EXERCISE DESCRIPTION:
Return exactly those lines of the material that fall between the line with "Target: antenna on car roof" and the final line, both included.

::::

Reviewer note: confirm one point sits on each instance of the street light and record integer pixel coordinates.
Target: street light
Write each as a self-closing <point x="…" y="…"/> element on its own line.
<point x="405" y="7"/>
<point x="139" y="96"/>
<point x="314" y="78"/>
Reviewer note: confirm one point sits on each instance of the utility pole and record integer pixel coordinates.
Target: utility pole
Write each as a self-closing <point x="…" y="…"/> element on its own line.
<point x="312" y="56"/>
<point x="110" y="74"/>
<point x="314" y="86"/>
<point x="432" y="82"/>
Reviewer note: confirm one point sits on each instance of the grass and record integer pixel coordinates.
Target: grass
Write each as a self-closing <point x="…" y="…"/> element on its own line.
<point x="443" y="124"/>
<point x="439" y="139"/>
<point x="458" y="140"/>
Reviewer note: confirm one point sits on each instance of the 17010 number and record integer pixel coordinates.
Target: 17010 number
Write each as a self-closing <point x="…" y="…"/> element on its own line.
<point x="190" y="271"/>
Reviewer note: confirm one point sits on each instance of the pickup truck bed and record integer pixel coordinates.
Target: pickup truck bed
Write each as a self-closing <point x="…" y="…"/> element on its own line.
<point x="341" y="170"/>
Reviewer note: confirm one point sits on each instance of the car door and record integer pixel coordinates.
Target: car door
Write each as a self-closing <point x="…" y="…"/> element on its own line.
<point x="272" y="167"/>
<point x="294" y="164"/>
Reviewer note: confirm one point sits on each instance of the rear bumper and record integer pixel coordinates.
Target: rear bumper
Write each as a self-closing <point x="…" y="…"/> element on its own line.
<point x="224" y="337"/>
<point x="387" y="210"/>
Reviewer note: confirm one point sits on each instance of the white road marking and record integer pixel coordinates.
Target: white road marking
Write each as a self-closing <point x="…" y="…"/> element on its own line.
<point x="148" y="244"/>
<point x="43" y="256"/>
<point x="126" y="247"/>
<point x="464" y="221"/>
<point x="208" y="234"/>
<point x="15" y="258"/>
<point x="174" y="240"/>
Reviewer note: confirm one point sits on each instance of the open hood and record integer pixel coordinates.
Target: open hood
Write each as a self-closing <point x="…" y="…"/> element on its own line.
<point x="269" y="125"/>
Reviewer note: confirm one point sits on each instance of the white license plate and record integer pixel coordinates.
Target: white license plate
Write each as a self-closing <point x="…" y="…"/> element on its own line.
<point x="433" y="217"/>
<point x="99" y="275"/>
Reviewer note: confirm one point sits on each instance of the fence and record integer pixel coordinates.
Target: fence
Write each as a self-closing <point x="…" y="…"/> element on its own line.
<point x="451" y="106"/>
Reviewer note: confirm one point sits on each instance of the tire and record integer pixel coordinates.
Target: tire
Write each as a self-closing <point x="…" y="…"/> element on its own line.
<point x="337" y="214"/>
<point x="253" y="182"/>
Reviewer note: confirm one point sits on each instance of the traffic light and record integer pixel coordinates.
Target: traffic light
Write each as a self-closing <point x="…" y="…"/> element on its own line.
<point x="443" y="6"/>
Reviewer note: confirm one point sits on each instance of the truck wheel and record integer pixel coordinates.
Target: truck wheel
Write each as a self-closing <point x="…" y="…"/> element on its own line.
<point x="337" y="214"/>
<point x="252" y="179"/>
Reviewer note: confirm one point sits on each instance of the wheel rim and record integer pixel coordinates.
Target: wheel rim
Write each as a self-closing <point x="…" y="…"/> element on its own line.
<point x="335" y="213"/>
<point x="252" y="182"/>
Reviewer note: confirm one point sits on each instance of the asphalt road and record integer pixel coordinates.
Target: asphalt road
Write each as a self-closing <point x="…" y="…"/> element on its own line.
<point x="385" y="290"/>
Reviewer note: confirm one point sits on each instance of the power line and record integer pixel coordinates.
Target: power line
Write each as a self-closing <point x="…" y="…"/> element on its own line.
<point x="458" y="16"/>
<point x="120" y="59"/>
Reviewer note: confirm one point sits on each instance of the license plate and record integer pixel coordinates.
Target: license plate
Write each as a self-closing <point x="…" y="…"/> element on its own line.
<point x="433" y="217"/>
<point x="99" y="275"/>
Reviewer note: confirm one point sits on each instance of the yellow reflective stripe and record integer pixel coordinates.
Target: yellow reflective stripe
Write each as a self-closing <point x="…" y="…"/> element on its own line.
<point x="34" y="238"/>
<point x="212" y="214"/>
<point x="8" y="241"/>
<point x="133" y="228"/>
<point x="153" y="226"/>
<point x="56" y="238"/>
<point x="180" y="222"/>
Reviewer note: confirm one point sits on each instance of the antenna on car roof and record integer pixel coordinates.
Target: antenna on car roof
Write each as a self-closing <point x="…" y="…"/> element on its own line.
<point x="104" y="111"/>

::::

RESULT:
Target: antenna on car roof
Write each as a self-closing <point x="…" y="…"/> element on its own line.
<point x="104" y="111"/>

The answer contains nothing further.